### Dataset excerpts
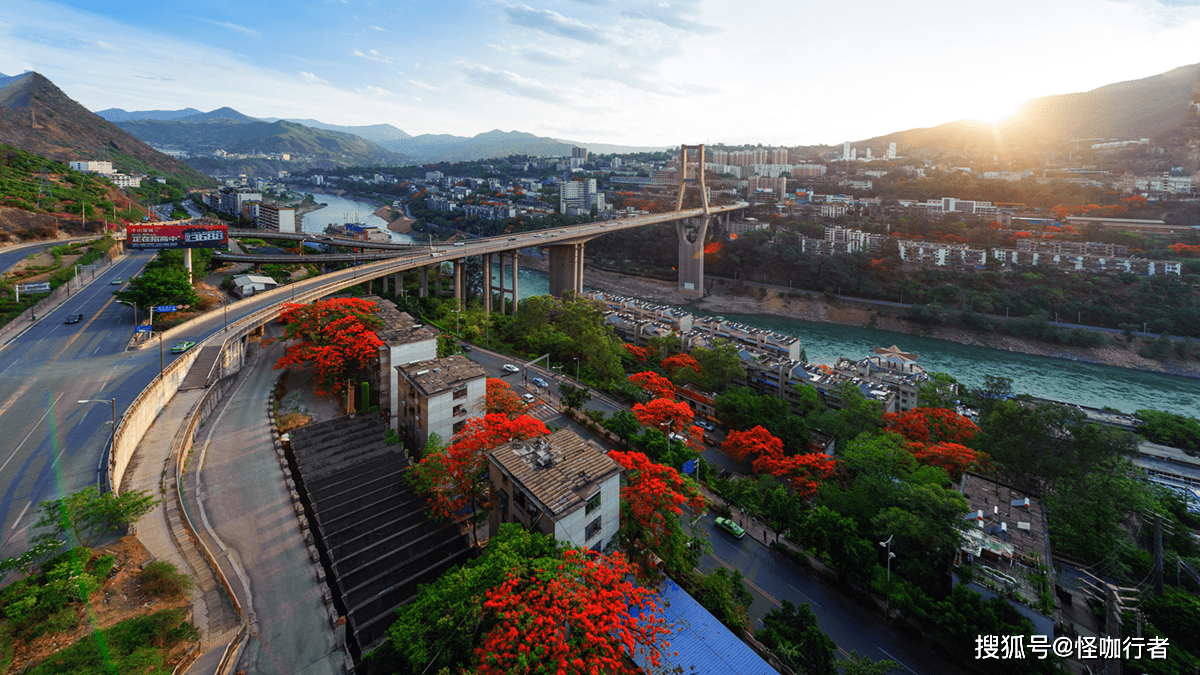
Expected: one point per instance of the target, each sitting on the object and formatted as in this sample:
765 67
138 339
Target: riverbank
402 225
729 297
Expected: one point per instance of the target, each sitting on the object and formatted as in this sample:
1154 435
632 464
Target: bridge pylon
691 236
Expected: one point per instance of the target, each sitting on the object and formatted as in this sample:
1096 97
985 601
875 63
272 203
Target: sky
634 72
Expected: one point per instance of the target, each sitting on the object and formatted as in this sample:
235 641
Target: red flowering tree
936 436
804 473
654 384
455 477
665 414
501 399
954 458
751 443
335 336
681 362
571 619
652 502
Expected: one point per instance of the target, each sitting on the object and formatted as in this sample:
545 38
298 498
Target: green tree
574 396
624 424
160 286
88 515
792 634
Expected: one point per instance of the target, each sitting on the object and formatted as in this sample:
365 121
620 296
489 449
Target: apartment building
559 485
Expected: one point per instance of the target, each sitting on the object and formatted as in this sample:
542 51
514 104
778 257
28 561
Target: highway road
49 443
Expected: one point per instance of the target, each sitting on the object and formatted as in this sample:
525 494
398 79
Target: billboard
187 234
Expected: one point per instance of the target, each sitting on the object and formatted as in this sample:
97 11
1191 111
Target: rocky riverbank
738 297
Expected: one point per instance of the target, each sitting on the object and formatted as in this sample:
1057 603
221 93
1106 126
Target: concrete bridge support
565 268
691 257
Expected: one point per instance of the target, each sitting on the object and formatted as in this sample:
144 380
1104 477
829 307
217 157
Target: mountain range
167 129
1163 108
37 117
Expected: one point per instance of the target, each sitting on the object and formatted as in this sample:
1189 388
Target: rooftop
399 328
561 471
435 376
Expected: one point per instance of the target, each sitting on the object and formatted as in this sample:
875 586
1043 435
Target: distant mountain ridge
1156 107
118 114
37 117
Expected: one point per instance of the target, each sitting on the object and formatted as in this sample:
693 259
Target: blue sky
635 72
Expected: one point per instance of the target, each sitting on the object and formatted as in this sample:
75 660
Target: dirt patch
119 598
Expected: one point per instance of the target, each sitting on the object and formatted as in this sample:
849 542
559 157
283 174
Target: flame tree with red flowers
335 336
936 437
652 502
654 384
455 477
574 617
501 399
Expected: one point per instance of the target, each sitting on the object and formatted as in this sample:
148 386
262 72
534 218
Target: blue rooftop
700 644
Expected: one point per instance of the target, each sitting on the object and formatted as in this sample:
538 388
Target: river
1087 384
340 210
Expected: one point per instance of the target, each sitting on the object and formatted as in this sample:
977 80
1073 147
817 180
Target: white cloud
511 83
235 28
372 55
550 22
102 45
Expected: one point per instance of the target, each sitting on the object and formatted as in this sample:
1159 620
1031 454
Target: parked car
731 527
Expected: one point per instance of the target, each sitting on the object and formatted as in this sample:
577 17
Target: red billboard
177 236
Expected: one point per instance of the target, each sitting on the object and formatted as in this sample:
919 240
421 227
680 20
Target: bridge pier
460 288
567 268
691 257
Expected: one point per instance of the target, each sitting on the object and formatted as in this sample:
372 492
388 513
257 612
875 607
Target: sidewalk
162 531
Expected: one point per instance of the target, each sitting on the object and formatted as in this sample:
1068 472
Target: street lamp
887 596
112 437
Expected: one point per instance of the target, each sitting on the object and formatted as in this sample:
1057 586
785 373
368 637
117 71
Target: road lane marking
813 602
28 435
16 523
897 659
751 584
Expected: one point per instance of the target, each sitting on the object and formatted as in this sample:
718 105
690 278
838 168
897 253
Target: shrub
162 580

### What you need to do
Output everything in the records above word for word, but not the pictures.

### Output of the task
Expected: one point per instance of the target, each sitting on the object and formatted as in this sample:
765 67
138 339
Target: riverbank
402 225
729 297
Expected: one point per instance of the target, each sitting on the object and formatted as in this sample:
1154 435
632 464
Target: bridge pylon
691 236
Expected: one point per instance of the target, each sitting on the object and formatted as in this sample:
1096 97
985 601
875 63
272 203
Target: sky
634 72
Expected: one point per instance of the target, each sitting on the object and formatted as in this sample:
235 641
Target: red flowering tree
936 436
804 473
654 384
455 477
665 414
501 399
954 458
751 443
335 336
681 362
571 619
652 502
Expected: one point per instance of the target, each sitting on the object and formatted as in this sample:
545 38
298 498
Target: green tree
574 396
624 424
160 286
88 515
792 634
Expected: one point per instance of the target, each sitting on the object and formatted as in this sample:
365 121
620 296
489 449
Target: apartment building
559 485
Expected: one point per instance of the target, each sitting on the object and formatted as in this sample:
542 51
514 104
778 257
28 561
Target: highway road
49 443
Expected: one point per instance of the target, each sitting on the object and formatted as in this sample:
525 494
398 79
Target: billboard
187 234
Expected: one point per instance of the target, each sitting on the object and formatted as in this sample:
97 11
1191 111
Target: rocky riverbank
738 297
Expected: one point per instance of the target, each sitting on the object and formatted as in this sample:
1057 603
221 93
1106 126
Target: concrete bridge support
565 268
691 257
Expected: one point per instance of the target, each sitting on the object and formatted as in this sample:
144 380
1104 477
829 307
217 157
Target: mountain range
167 129
1163 108
37 117
Expected: one point per instance of the target, each sitting on the object and formatted as in this sample:
1189 388
Target: rooftop
399 328
561 471
435 376
Expected: one point per instance of the target, each sitting on the object and formatted as in this sample:
875 586
1043 435
Target: distant mountain ridge
1156 107
118 114
37 117
Expected: one point per instance of the target, each sitting on the object and formatted as in this sample:
693 259
Target: blue sky
635 72
Expected: one point per instance of the target, each sitting on the object and formatted as in this sample:
75 660
Target: dirt patch
119 598
Expected: one point per instance of the target, each sitting on the object and formatted as in this sample:
849 542
559 157
283 174
Target: flame tree with red flowers
335 336
936 437
652 502
654 384
455 477
574 617
501 399
Expected: one point per instance of the target, each sitting on the object and formatted as in this sample:
148 386
262 72
534 218
Target: blue rooftop
700 644
Expected: one point per instance of the target, each sitting on the object and formatted as in this sample:
538 388
Target: river
1087 384
340 210
Expected: one point per instance of the target, each sitting on the object and formatted as in this sample:
977 80
1073 147
817 180
Target: white cloud
511 83
235 28
372 55
550 22
102 45
Expected: one point per instance of the target, each sitting on the object and formatted as in this sample:
1159 620
1031 454
Target: parked car
731 527
Expected: one point per instance of the target, each sitting on the object and formatted as in this sample:
577 17
Target: red billboard
177 236
Expected: one point per instance of the target, each sitting on the object and formatted as in this sample:
919 240
421 227
680 20
Target: bridge pier
460 288
567 268
691 257
Expected: one point per instance of the target, each sitting on the object and formatted as in this sample:
372 492
388 513
257 612
875 607
Target: sidewalk
162 531
Expected: one point per instance of the target, each sitting on the object and formatted as in this sample:
1068 472
Target: street lamp
887 596
112 437
Expected: one point per instance of the target, each sitting on the object and formatted as in this sample:
1057 586
785 373
368 637
117 71
Target: road lane marking
813 602
28 435
16 523
897 659
751 584
Expected: one point per instance of the target, each sitting on the object and formatted as in this sample:
718 105
690 278
838 168
897 253
Target: shrub
162 580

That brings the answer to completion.